Text for analysis
As we said this morning, the fact that Obama’s new healthcare initiative is being announced with buy-in from unions, big pharma and health insurers is a bad, bad sign. It’s an indication that the status quo won’t be seriously disrupted, and that at best the plan will make modest changes around the margins.
Unfortunately, the US healthcare system is such a mess that radical disruption is what’s called for.
Paul Krugman, however, thinks all the lobbying is a good thing. He writes in a NYT op-ed that the new scheme marks the death of “Harry & Louise” the fictional TV couple that helped killed healthcare reform under Clinton.
The ads helped kill the Clinton health care plan, and have stood, ever since, as a symbol of the ability of powerful special interests to block health care reform.
But on Saturday, excited administration officials called me to say that this time the medical-industrial complex (their term, not mine) is offering to be helpful.
Six major industry players — including America’s Health Insurance Plans (AHIP), a descendant of the lobbying group that spawned Harry and Louise — have sent a letter to President Obama sketching out a plan to control health care costs.
Krugman admits that we should maintain our scepticism, but he says this is “tremendously good news.”
If Tim Geithner introduced financial market reform that had been signed, sealed and delivered by the major Wall Street banks, would Krugman consider that “tremendously” good news? Highly doubtful. And for good reason: When entrenched industry groups sign onto major reform, it’s because they know the reform will bolster barriers of entry. They know it won’t devastate their profit base.
Anyway, we know that the reform won’t kill anyone’s profits, because the savings will only result from shaving 1.5% per year off the rate of growth in health care costs. In other words, the cost of health care will continue to spiral higher… just a little slower than it otherwise might’ve.
And there’s no indication that the slower growth will result from competition or any market-based changes that would encourage consumer to seek the best price and services. Instead it will be based on employing more “evidence-based” decision making, looking at what treatments work and which ones don’t. Sounds real nice, but this can’t be the core of serious reform. And if it’s just more centralization of decision making, we’ll be surprised if it even achieves the modest goals laid out.

Task requirements
1. In the commentary on Obama's healthcare initiative, how many major industry players sent President Obama a letter sketching out a plan to control health care costs?
2. Write out the passage of the commentary on Obama's healthcare initiative starting at "And there’s no" and ending at "goals laid out.".

Exercise data
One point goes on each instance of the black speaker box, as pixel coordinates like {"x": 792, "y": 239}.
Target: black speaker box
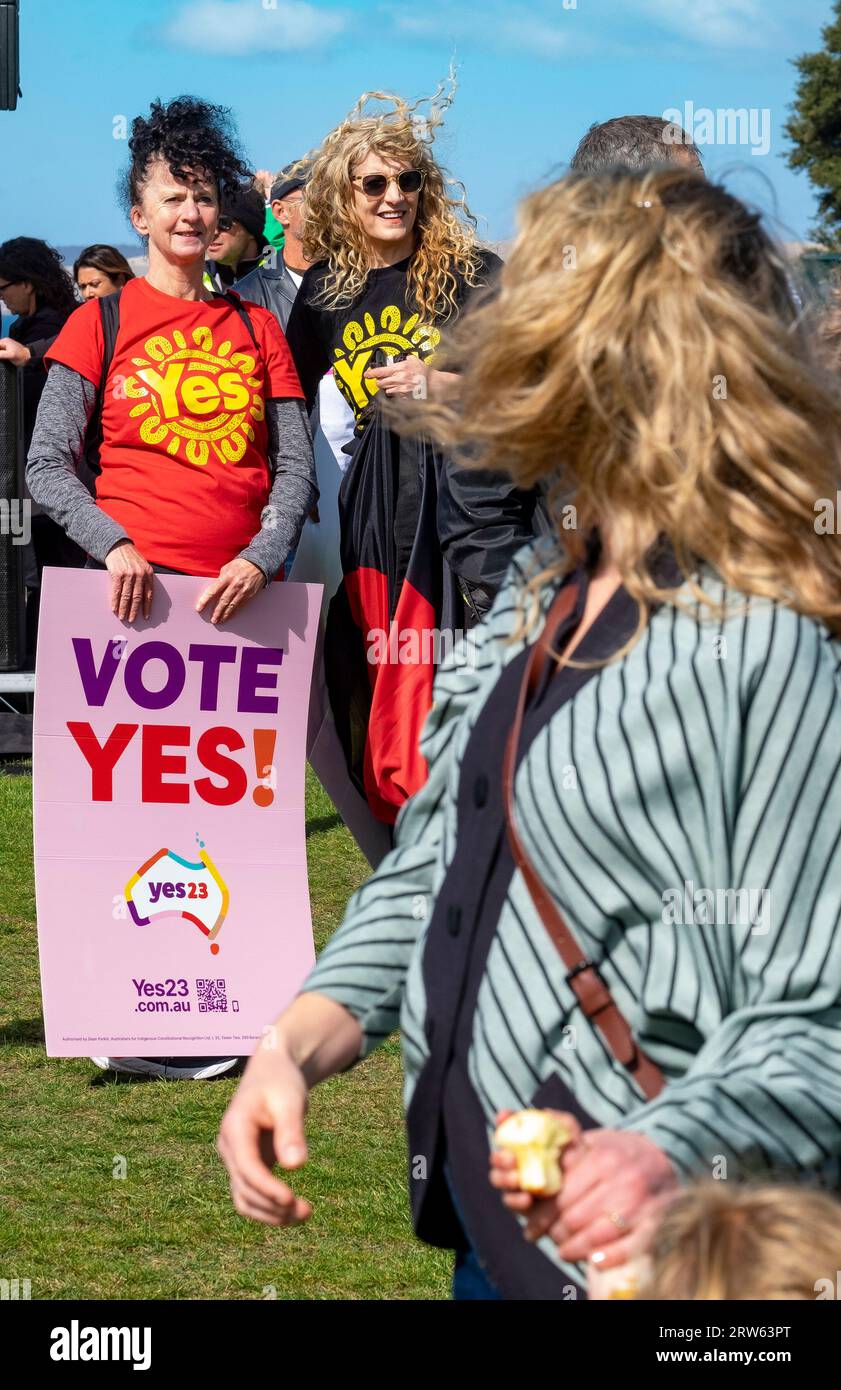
{"x": 10, "y": 54}
{"x": 11, "y": 499}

Answer set
1. Six.

2.
And there’s no indication that the slower growth will result from competition or any market-based changes that would encourage consumer to seek the best price and services. Instead it will be based on employing more “evidence-based” decision making, looking at what treatments work and which ones don’t. Sounds real nice, but this can’t be the core of serious reform. And if it’s just more centralization of decision making, we’ll be surprised if it even achieves the modest goals laid out.